RECORDS PROVIDED:
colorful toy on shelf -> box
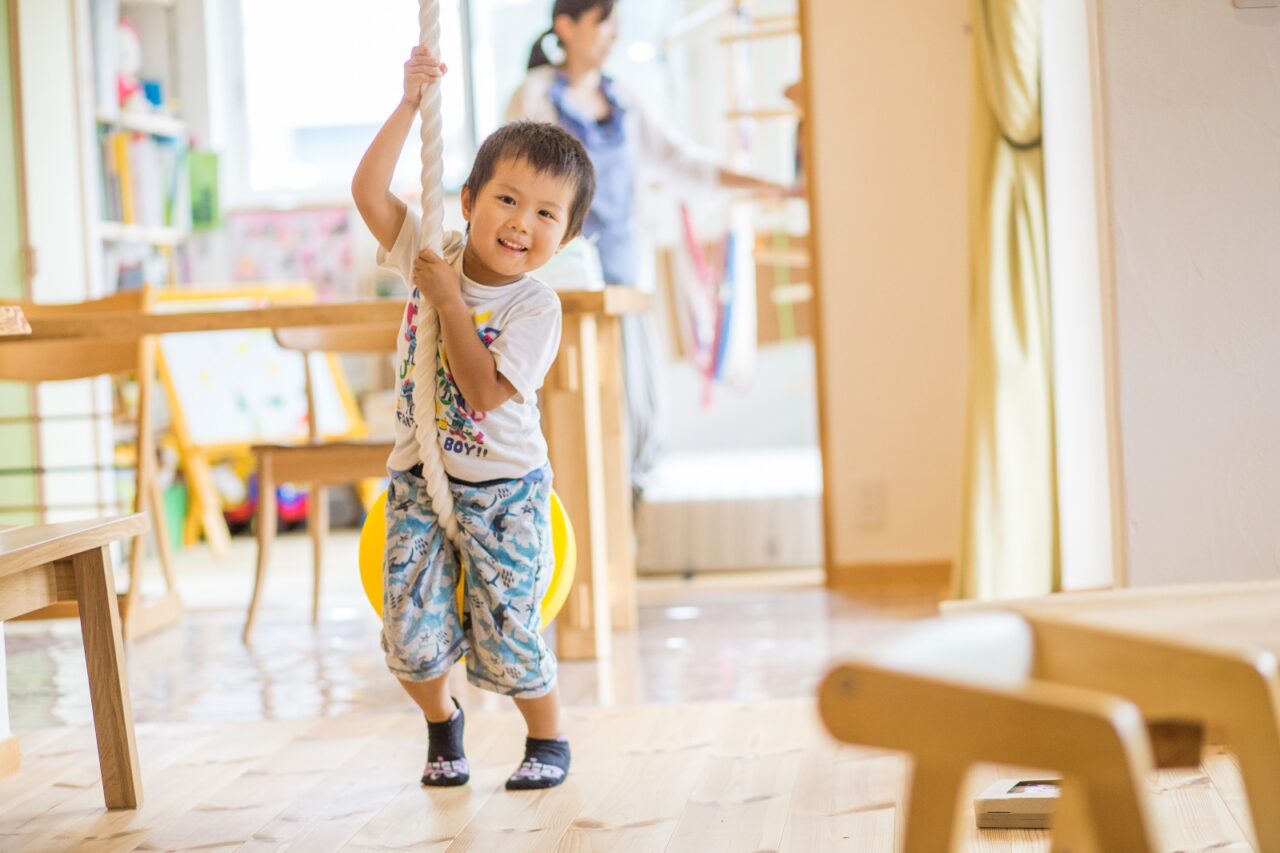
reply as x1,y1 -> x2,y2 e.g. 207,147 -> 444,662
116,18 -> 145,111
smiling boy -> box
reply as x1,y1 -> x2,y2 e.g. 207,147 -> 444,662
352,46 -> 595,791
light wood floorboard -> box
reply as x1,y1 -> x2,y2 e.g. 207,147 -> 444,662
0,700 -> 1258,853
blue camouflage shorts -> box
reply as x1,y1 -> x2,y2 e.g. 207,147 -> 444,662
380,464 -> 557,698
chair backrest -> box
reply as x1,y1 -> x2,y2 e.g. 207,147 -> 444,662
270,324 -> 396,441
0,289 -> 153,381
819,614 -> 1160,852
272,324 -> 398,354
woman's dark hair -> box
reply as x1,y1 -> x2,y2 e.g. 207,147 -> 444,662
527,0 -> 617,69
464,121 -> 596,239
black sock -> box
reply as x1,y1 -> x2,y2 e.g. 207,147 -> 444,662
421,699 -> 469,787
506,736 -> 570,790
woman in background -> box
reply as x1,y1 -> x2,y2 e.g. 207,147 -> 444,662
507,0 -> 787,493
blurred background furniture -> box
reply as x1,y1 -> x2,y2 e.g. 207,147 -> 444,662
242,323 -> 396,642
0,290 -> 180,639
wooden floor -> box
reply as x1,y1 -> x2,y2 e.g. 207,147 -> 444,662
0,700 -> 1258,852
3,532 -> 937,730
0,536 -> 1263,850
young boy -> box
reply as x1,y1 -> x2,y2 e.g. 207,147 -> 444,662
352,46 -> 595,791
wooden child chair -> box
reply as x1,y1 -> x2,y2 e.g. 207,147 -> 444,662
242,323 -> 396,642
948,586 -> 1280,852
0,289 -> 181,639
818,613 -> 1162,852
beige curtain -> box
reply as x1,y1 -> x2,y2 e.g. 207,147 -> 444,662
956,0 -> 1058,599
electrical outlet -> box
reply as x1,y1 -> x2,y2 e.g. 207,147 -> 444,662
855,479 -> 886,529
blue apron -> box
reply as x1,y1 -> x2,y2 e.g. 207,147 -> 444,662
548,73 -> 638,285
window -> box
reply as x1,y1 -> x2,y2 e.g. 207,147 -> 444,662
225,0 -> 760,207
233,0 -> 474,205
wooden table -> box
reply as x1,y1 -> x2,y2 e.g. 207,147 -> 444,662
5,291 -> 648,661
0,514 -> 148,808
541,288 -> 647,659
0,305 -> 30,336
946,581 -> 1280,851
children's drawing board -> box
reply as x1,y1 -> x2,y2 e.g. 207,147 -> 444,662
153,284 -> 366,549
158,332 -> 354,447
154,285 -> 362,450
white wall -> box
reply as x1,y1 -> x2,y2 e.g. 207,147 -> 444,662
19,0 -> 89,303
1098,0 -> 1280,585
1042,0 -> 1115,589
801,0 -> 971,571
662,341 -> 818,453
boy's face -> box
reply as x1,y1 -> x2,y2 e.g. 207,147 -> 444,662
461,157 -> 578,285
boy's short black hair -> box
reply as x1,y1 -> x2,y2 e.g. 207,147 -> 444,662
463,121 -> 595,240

WORK REQUIRED: The answer must consist of every line from the records above that holds "black".

WRITTEN RESPONSE:
black sock -> box
boy's short black hair -> box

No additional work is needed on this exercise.